Exercise aim. Pull out each line below that contains the string "query", and copy those lines without changes.

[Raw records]
**********
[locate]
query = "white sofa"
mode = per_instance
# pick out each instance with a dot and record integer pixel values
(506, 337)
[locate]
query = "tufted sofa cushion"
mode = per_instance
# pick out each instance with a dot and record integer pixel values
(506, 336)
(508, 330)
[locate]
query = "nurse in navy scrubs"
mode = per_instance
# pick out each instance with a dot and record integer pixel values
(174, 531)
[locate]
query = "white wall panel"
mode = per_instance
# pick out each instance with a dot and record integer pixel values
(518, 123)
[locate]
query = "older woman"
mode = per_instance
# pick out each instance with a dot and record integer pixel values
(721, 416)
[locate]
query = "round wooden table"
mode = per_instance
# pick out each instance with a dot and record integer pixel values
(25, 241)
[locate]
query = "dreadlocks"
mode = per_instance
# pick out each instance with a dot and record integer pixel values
**********
Problem solution.
query = "white sofa"
query = "tufted sofa cushion"
query = "nurse in navy scrubs"
query = "white wall panel"
query = "older woman"
query = "round wooden table"
query = "dreadlocks"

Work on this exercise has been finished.